AIM OF THE TASK:
Render the data below as a numbered list, running from its start through the line containing "642 340 686 398", with both ends included and blank lines omitted. Leave the pictures out of your answer.

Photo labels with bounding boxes
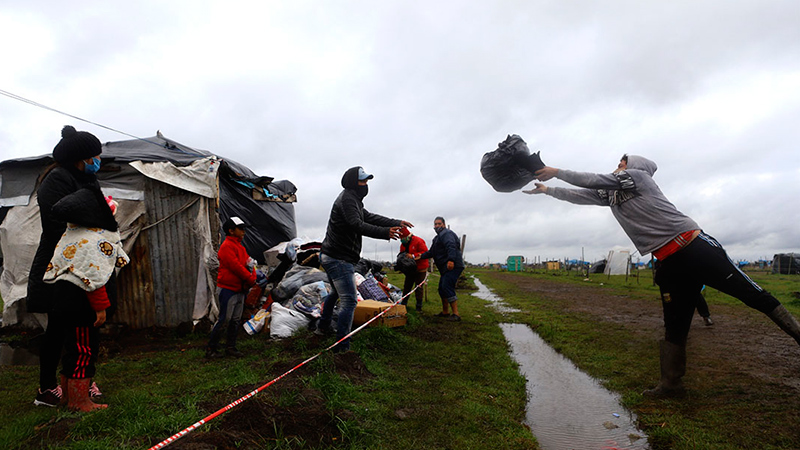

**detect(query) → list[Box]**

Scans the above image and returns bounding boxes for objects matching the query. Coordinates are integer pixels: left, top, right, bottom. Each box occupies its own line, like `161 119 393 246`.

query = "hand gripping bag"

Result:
481 134 545 192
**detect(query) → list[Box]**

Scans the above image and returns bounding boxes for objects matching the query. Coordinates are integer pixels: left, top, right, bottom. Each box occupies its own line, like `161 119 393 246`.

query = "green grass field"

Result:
0 270 800 450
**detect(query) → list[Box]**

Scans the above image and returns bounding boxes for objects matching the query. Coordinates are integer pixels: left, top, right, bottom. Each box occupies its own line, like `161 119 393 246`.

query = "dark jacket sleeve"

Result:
342 196 400 240
26 167 79 313
52 186 119 231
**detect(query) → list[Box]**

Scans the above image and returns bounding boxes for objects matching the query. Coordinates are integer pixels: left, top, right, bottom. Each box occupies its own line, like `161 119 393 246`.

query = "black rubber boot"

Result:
767 305 800 344
642 340 686 398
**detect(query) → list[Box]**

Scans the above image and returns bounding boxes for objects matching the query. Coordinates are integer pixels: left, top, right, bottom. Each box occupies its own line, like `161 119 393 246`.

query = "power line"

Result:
0 89 150 142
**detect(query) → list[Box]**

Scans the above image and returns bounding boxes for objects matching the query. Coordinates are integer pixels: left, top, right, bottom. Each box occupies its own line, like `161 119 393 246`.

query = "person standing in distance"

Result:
400 228 428 313
415 216 464 322
523 155 800 397
314 166 414 352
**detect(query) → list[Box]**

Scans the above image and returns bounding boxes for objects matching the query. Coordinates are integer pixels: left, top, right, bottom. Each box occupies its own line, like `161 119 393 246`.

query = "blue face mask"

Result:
83 157 100 174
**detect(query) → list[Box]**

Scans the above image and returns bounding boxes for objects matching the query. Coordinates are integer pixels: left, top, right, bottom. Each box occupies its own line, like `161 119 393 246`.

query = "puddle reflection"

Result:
472 278 650 450
500 323 649 450
472 277 522 313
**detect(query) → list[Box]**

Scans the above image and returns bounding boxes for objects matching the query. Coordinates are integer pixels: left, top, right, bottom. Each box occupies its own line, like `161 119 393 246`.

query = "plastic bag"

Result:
481 134 545 192
272 264 328 303
394 252 417 275
242 309 269 336
269 303 311 339
358 274 389 302
291 281 331 317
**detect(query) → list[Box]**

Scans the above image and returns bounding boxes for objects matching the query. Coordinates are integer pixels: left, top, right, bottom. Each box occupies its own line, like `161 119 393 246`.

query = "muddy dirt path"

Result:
493 274 800 395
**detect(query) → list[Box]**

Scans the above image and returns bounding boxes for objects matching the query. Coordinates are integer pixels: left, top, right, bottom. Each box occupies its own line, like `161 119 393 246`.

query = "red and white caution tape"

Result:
150 274 428 450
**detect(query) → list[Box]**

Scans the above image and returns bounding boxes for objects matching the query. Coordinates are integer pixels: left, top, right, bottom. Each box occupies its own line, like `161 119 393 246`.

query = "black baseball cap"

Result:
222 216 249 231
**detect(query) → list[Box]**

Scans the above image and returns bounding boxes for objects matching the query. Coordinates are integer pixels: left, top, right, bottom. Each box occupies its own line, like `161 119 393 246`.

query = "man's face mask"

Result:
83 156 100 174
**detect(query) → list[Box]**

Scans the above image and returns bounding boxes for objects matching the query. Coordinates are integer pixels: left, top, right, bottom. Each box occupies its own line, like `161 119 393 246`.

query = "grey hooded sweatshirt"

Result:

SOLUTION FOR THIS TASK:
1. **detect(query) → list[Box]**
2. Scans the above image and returns bounding boxes for objects matching the query. Coordinates are integer pixels: left, top, right, bottom. Each box occupies its own line, like `161 119 393 246`.
3. query = "hand gripping bag"
4. Result:
5. 481 134 545 192
6. **detect(query) → list[Box]**
7. Scans the above image and returns bounding boxes for objects matching the query. Coordinates are integer pixels: left, top, right, bottom. Each box occupies its own line, like `161 119 393 246`.
8. query = "green grass field"
9. Result:
10. 0 270 800 450
11. **detect(query) → list[Box]**
12. Scans the above image and returns bounding boxes for objects matching the query. Coordinates are integer pixels: left, top, right, bottom. Each box occupies its own line, like `161 119 393 246`.
13. query = "dark jacket sleeve"
14. Result:
15. 342 196 400 240
16. 26 167 79 313
17. 52 186 119 231
18. **detect(query) → list[Box]**
19. Scans the above image and returns bounding boxes for objects matching the query. Coordinates are integer pixels: left, top, right, bottom. Each box occupies its own line, like `161 119 393 246`.
20. query = "black rubber boot"
21. Result:
22. 767 305 800 344
23. 642 340 686 398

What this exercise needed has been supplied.